> _Supplied passage_
The present invention relates to the field of plant biotechnology. More specifically, it concerns methods of incorporating genetic components into the genome of monocotyledonous or dicotyledonous plants. In particular, provided herein are reproducible systems for genetically transforming corn, soybean, rice and wheat. Most particularly, there is a system for transforming wheat.
The method comprises novel conditions during co-culture of Agrobacterium with a regenerable plant cell or tissue. Exemplary methods include an improved method using Agrobacterium-mediated transformation for introducing nucleic acids into different regenerable tissues using a variety of selectable or screenable marker systems, and with a number of different plant species. The present invention also provides fertile transgenic plants, particularly wheat. In other aspects, the invention relates to the production of stable transformed and fertile plants, gametes, and offspring from these plants.
During the past decade, it has become possible to transfer genes from a wide range of organisms to crop plants by recombinant DNA technology. This advance has provided enormous opportunities to improve plant resistance to pests, disease and herbicides, and to modify biosynthetic processes to change the quality of plant products (Knutson et al., 1992; Piorer et al., 1992; Vasil et al., 1992). However, the availability of efficient Agrobacterium-mediated transformation methods suitable for high capacity production of economically important plants is limited.

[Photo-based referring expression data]
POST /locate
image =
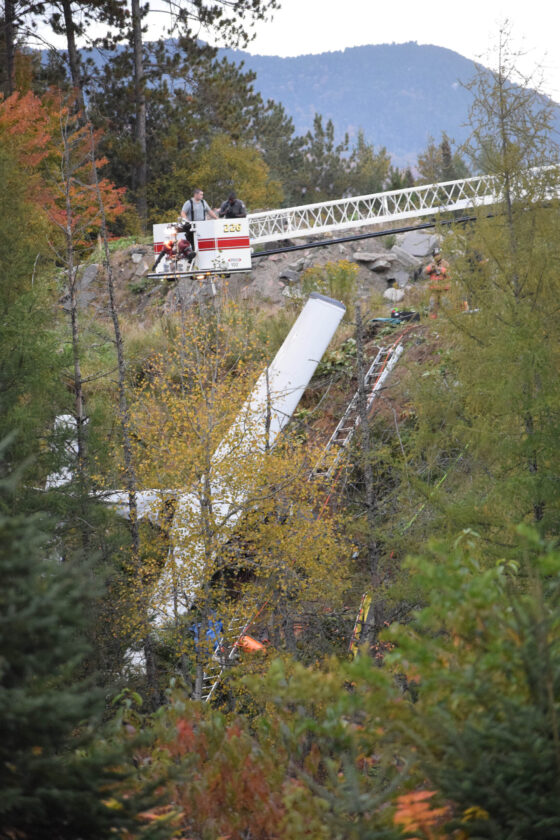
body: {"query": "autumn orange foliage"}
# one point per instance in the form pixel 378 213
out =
pixel 48 139
pixel 419 818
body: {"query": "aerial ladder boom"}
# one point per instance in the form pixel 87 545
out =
pixel 378 208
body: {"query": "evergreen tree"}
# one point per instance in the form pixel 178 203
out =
pixel 438 162
pixel 367 170
pixel 490 407
pixel 59 777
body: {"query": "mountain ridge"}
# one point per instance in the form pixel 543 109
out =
pixel 399 95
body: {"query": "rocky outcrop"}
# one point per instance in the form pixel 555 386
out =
pixel 392 273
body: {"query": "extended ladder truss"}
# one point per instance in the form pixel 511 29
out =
pixel 384 207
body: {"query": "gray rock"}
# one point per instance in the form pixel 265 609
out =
pixel 371 256
pixel 87 276
pixel 405 258
pixel 294 294
pixel 289 275
pixel 381 264
pixel 400 277
pixel 418 243
pixel 297 266
pixel 394 295
pixel 376 283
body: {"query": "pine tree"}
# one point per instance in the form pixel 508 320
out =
pixel 59 777
pixel 490 407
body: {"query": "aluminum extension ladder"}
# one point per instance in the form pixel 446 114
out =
pixel 229 641
pixel 378 372
pixel 374 379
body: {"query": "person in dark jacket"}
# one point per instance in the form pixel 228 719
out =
pixel 232 208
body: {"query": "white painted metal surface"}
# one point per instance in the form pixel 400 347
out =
pixel 268 409
pixel 378 208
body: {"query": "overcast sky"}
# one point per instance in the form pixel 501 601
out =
pixel 469 28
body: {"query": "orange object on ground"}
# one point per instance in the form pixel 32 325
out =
pixel 250 644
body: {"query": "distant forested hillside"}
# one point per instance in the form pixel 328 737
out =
pixel 398 94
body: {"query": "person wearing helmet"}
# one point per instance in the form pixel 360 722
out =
pixel 232 208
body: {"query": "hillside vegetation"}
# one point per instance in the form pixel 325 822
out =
pixel 441 720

> _What you will do_
Answer these questions from the plant transformation passage:
(a) Which four crops have reproducible transformation systems provided?
(b) During what process does the method use novel conditions?
(c) According to the passage, what is limited?

> _Result_
(a) Corn, soybean, rice and wheat.
(b) During co-culture of Agrobacterium with a regenerable plant cell or tissue.
(c) The availability of efficient Agrobacterium-mediated transformation methods suitable for high capacity production of economically important plants.